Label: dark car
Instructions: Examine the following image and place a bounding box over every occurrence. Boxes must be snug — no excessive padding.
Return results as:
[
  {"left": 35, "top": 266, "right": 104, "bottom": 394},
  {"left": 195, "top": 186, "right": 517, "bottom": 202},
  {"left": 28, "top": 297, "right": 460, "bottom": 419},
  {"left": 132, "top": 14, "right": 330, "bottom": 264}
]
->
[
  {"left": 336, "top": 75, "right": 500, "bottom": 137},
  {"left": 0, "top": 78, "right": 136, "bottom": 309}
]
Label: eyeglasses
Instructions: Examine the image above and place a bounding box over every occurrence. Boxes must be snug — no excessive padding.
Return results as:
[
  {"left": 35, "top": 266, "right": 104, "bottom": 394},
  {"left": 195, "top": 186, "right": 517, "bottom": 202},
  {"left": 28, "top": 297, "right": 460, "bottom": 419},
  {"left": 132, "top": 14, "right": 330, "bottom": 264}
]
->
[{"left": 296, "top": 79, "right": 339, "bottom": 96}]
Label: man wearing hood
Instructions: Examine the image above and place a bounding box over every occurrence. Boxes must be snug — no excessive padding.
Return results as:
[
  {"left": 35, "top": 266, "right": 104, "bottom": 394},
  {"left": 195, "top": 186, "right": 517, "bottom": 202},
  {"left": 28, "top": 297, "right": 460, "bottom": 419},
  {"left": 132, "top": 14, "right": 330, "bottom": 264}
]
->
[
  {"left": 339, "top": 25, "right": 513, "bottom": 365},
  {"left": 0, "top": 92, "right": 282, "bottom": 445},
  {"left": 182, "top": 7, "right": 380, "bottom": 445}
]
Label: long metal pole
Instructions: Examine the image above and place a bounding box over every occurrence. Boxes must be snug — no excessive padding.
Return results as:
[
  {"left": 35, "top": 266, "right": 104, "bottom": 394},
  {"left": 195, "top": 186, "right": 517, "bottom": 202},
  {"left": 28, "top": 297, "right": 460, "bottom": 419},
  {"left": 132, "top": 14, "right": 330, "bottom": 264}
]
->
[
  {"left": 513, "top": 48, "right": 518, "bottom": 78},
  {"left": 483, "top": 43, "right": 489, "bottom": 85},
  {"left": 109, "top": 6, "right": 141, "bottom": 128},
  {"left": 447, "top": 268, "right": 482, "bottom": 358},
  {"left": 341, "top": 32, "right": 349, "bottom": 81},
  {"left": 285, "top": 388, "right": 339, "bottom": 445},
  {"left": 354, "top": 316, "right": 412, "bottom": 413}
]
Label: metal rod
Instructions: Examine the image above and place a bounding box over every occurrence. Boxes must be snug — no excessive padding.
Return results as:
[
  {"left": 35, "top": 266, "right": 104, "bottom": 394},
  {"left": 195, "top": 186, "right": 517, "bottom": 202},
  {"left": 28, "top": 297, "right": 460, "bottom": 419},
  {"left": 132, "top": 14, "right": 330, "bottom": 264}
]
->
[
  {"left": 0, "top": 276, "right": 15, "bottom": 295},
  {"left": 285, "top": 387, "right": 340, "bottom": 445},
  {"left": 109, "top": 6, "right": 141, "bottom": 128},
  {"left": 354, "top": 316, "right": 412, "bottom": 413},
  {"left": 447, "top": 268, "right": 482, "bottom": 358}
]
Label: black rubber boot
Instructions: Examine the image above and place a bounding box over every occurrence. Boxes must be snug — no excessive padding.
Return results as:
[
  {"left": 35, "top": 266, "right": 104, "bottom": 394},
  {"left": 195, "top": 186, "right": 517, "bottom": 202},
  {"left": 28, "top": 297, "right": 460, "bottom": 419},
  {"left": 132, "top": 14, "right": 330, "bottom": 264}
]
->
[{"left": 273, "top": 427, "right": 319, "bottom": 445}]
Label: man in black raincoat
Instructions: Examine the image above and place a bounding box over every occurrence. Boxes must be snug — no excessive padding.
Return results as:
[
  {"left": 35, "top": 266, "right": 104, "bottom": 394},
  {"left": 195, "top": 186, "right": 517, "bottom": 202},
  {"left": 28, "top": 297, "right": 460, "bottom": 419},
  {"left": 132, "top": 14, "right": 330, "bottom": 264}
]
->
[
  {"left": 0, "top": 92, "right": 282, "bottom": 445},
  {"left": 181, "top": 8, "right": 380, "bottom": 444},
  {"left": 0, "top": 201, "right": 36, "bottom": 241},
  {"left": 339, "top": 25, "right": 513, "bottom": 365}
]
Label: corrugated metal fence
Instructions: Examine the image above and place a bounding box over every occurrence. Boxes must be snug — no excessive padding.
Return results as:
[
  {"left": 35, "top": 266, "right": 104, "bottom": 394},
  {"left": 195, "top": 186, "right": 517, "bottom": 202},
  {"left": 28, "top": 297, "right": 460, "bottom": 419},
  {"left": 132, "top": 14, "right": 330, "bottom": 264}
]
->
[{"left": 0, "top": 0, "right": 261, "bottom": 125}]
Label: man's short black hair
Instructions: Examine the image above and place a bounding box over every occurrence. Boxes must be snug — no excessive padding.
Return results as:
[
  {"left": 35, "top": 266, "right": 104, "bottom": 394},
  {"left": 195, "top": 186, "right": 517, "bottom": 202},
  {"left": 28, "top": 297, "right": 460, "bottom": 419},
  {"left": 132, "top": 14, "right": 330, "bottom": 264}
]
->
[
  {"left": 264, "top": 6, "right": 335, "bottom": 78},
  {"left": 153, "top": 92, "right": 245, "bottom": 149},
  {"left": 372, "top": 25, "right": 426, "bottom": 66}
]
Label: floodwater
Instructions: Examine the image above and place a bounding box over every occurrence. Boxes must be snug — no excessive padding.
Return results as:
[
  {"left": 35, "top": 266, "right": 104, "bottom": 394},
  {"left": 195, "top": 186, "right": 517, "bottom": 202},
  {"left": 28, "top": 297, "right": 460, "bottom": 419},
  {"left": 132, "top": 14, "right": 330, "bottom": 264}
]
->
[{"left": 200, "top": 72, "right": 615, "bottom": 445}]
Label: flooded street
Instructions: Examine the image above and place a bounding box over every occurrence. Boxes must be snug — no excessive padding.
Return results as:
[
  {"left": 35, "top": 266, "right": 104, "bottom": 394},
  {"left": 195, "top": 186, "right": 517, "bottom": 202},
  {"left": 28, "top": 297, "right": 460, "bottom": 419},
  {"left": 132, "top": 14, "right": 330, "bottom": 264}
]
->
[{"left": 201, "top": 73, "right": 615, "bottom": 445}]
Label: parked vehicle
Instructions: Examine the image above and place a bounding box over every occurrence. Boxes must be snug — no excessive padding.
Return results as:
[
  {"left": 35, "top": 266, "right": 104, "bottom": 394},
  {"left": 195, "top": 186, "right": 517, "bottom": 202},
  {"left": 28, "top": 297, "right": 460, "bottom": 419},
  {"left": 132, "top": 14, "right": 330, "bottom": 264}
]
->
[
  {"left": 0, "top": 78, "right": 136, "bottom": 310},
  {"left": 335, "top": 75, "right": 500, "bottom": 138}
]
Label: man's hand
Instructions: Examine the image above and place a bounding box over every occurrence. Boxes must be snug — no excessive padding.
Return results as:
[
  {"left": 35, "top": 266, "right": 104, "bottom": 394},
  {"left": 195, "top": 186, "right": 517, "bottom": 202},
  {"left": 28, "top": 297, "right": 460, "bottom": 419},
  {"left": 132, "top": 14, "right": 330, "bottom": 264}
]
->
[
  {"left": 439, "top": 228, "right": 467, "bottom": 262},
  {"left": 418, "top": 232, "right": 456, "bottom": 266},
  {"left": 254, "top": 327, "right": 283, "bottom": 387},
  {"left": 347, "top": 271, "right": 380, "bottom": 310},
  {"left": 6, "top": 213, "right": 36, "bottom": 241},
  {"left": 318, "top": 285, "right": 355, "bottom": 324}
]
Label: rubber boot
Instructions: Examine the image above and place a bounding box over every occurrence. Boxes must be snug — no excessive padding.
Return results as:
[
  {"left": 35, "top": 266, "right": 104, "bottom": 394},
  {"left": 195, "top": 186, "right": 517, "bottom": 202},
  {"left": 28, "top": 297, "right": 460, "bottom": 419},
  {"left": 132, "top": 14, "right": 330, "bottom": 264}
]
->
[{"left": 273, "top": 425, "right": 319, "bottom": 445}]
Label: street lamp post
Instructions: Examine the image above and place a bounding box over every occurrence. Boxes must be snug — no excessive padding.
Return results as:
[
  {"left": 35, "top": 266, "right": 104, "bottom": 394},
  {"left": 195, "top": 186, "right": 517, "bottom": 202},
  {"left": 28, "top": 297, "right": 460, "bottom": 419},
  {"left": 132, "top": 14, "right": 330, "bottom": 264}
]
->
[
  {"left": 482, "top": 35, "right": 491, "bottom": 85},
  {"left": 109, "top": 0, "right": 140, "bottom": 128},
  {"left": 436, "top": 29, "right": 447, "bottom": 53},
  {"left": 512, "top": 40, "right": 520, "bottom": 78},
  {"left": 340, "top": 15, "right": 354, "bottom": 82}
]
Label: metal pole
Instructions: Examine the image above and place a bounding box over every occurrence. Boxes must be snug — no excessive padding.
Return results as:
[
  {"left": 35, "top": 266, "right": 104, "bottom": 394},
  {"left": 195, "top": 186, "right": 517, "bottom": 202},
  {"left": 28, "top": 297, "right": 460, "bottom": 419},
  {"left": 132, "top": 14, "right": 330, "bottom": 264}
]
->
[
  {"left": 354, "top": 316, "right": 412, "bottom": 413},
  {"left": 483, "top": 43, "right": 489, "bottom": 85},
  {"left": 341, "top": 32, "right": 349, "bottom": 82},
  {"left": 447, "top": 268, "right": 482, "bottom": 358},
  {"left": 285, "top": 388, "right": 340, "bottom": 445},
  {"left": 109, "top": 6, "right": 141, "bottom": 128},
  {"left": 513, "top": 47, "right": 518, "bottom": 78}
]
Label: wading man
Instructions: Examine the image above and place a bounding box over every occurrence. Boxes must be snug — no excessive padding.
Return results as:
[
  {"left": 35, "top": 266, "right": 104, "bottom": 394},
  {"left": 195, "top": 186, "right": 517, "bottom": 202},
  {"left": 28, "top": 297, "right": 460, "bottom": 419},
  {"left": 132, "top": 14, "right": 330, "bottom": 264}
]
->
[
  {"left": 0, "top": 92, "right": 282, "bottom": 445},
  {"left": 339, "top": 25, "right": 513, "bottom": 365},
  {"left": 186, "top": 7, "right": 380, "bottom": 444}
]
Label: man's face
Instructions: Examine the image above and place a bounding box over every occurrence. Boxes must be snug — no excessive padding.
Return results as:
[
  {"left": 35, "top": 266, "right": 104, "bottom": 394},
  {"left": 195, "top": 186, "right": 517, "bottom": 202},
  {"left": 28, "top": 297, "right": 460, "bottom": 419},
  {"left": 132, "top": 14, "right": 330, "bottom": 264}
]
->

#####

What you are asked to do >> How many lines in the material contain the string "street"? Reply with the number and nothing else.

Solution for this problem >> 2